Consigne: Présente l'ensemble des enregistrements ci-dessous sous forme de liste JSON de chaînes, avec une chaîne par ligne, sans les lignes vides. Laisse les images de côté dans ta réponse.

>>

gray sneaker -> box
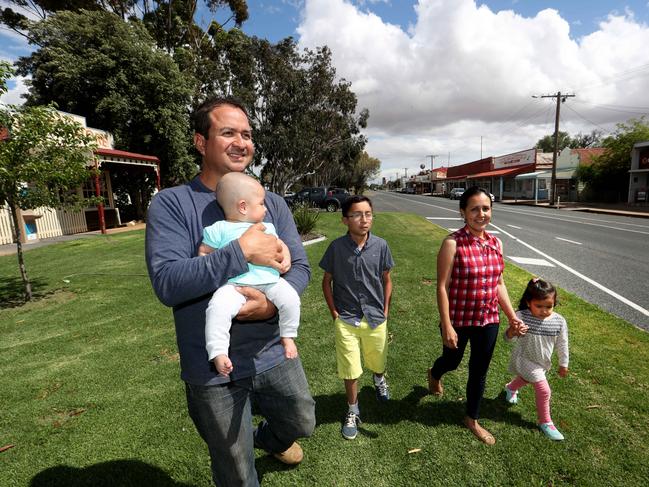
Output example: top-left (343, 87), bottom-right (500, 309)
top-left (374, 377), bottom-right (390, 402)
top-left (342, 411), bottom-right (362, 440)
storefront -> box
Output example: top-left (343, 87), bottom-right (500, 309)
top-left (627, 141), bottom-right (649, 205)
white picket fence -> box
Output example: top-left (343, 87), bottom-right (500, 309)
top-left (0, 207), bottom-right (88, 244)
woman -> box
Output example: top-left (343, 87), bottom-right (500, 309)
top-left (428, 186), bottom-right (522, 445)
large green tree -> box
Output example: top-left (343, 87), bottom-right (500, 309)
top-left (221, 34), bottom-right (369, 194)
top-left (577, 117), bottom-right (649, 202)
top-left (17, 11), bottom-right (196, 212)
top-left (0, 99), bottom-right (95, 301)
top-left (535, 130), bottom-right (602, 152)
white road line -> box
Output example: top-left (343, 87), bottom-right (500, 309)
top-left (554, 237), bottom-right (583, 245)
top-left (507, 255), bottom-right (554, 267)
top-left (492, 223), bottom-right (649, 316)
top-left (498, 207), bottom-right (649, 235)
top-left (382, 194), bottom-right (649, 235)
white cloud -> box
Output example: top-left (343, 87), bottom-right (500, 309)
top-left (298, 0), bottom-right (649, 181)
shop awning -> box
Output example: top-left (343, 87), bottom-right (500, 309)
top-left (514, 171), bottom-right (552, 179)
top-left (467, 166), bottom-right (529, 179)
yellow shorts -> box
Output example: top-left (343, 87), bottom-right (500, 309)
top-left (334, 318), bottom-right (388, 379)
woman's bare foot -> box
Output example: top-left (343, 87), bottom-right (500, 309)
top-left (428, 368), bottom-right (444, 396)
top-left (464, 416), bottom-right (496, 445)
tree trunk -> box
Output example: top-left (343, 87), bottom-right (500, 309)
top-left (9, 201), bottom-right (32, 301)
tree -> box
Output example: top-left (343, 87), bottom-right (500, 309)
top-left (0, 101), bottom-right (95, 301)
top-left (336, 151), bottom-right (381, 194)
top-left (17, 11), bottom-right (196, 218)
top-left (535, 130), bottom-right (602, 152)
top-left (535, 130), bottom-right (572, 152)
top-left (228, 38), bottom-right (369, 194)
top-left (577, 117), bottom-right (649, 201)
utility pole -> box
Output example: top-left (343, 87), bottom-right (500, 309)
top-left (426, 154), bottom-right (437, 174)
top-left (532, 91), bottom-right (575, 205)
top-left (426, 154), bottom-right (437, 194)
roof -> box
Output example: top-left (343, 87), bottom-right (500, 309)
top-left (95, 149), bottom-right (160, 163)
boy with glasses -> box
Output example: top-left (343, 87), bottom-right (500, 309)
top-left (320, 195), bottom-right (394, 440)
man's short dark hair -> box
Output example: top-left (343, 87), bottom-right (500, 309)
top-left (192, 96), bottom-right (248, 139)
top-left (340, 194), bottom-right (374, 216)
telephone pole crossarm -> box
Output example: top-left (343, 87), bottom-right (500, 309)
top-left (532, 91), bottom-right (575, 205)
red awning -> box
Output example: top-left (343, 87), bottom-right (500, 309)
top-left (95, 149), bottom-right (160, 162)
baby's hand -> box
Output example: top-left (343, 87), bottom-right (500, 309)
top-left (277, 238), bottom-right (291, 274)
top-left (198, 243), bottom-right (214, 256)
top-left (281, 337), bottom-right (297, 358)
top-left (214, 355), bottom-right (234, 376)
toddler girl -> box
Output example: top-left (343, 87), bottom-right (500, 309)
top-left (505, 278), bottom-right (568, 441)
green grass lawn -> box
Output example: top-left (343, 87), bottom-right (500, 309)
top-left (0, 213), bottom-right (649, 487)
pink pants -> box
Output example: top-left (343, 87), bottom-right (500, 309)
top-left (507, 375), bottom-right (552, 424)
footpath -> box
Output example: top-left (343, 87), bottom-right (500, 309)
top-left (0, 200), bottom-right (649, 256)
top-left (500, 200), bottom-right (649, 218)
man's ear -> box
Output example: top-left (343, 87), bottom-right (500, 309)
top-left (194, 133), bottom-right (205, 156)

<<

Solution détaillée:
[
  "gray sneaker -> box",
  "Output example: top-left (343, 87), bottom-right (500, 309)",
  "top-left (374, 377), bottom-right (390, 402)",
  "top-left (342, 411), bottom-right (362, 440)",
  "storefront -> box",
  "Output example: top-left (343, 87), bottom-right (500, 309)",
  "top-left (627, 141), bottom-right (649, 205)",
  "white picket fence -> box",
  "Output example: top-left (343, 87), bottom-right (500, 309)",
  "top-left (0, 207), bottom-right (88, 244)",
  "woman -> box",
  "Output example: top-left (343, 87), bottom-right (500, 309)",
  "top-left (428, 186), bottom-right (522, 445)",
  "large green tree -> box",
  "Output example: top-left (343, 87), bottom-right (500, 309)",
  "top-left (221, 34), bottom-right (369, 194)",
  "top-left (577, 117), bottom-right (649, 202)",
  "top-left (17, 11), bottom-right (196, 212)",
  "top-left (0, 99), bottom-right (95, 301)",
  "top-left (535, 130), bottom-right (602, 152)",
  "white road line -> box",
  "Output example: top-left (343, 87), bottom-right (500, 309)",
  "top-left (554, 237), bottom-right (583, 245)",
  "top-left (507, 255), bottom-right (554, 267)",
  "top-left (492, 223), bottom-right (649, 316)",
  "top-left (498, 207), bottom-right (649, 235)",
  "top-left (382, 194), bottom-right (649, 235)",
  "white cloud -> box",
  "Output example: top-left (343, 87), bottom-right (500, 309)",
  "top-left (298, 0), bottom-right (649, 181)",
  "shop awning -> box",
  "Output example: top-left (343, 87), bottom-right (500, 309)",
  "top-left (514, 171), bottom-right (552, 179)",
  "top-left (467, 166), bottom-right (529, 179)",
  "yellow shorts -> box",
  "Output example: top-left (343, 87), bottom-right (500, 309)",
  "top-left (334, 318), bottom-right (388, 379)",
  "woman's bare foot -> box",
  "Output example: top-left (343, 87), bottom-right (500, 309)",
  "top-left (428, 368), bottom-right (444, 396)",
  "top-left (464, 416), bottom-right (496, 445)",
  "tree trunk -> box",
  "Output example: top-left (343, 87), bottom-right (500, 309)",
  "top-left (9, 201), bottom-right (32, 301)",
  "tree -> box",
  "Output example: top-left (343, 87), bottom-right (500, 309)",
  "top-left (0, 101), bottom-right (95, 301)",
  "top-left (336, 151), bottom-right (381, 194)",
  "top-left (17, 11), bottom-right (196, 218)",
  "top-left (535, 130), bottom-right (602, 152)",
  "top-left (535, 130), bottom-right (572, 152)",
  "top-left (228, 38), bottom-right (369, 194)",
  "top-left (577, 117), bottom-right (649, 201)",
  "utility pole -> box",
  "Output example: top-left (343, 87), bottom-right (500, 309)",
  "top-left (426, 154), bottom-right (437, 174)",
  "top-left (532, 91), bottom-right (575, 205)",
  "top-left (426, 154), bottom-right (437, 194)",
  "roof -> box",
  "Output example: top-left (343, 87), bottom-right (500, 309)",
  "top-left (95, 149), bottom-right (160, 163)",
  "boy with glasses -> box",
  "Output example: top-left (343, 87), bottom-right (500, 309)",
  "top-left (320, 195), bottom-right (394, 440)",
  "man's short dark hair -> box",
  "Output example: top-left (343, 87), bottom-right (500, 309)",
  "top-left (192, 96), bottom-right (248, 139)",
  "top-left (340, 194), bottom-right (374, 216)",
  "telephone pole crossarm -> box",
  "Output example: top-left (343, 87), bottom-right (500, 309)",
  "top-left (532, 91), bottom-right (575, 205)",
  "red awning -> box",
  "Output example: top-left (343, 87), bottom-right (500, 309)",
  "top-left (95, 149), bottom-right (160, 162)",
  "baby's hand -> box",
  "Output example: top-left (343, 87), bottom-right (500, 309)",
  "top-left (277, 238), bottom-right (291, 274)",
  "top-left (198, 243), bottom-right (214, 256)",
  "top-left (281, 337), bottom-right (297, 358)",
  "top-left (214, 355), bottom-right (234, 376)",
  "toddler girl -> box",
  "Output example: top-left (343, 87), bottom-right (500, 309)",
  "top-left (505, 278), bottom-right (568, 441)",
  "green grass lawn -> box",
  "Output example: top-left (343, 87), bottom-right (500, 309)",
  "top-left (0, 213), bottom-right (649, 487)",
  "pink pants -> box",
  "Output example: top-left (343, 87), bottom-right (500, 309)",
  "top-left (507, 375), bottom-right (552, 424)",
  "footpath -> box",
  "Output example: top-left (343, 87), bottom-right (500, 309)",
  "top-left (0, 200), bottom-right (649, 256)",
  "top-left (500, 200), bottom-right (649, 218)",
  "man's ear -> box",
  "Output example: top-left (343, 87), bottom-right (500, 309)",
  "top-left (194, 133), bottom-right (205, 156)"
]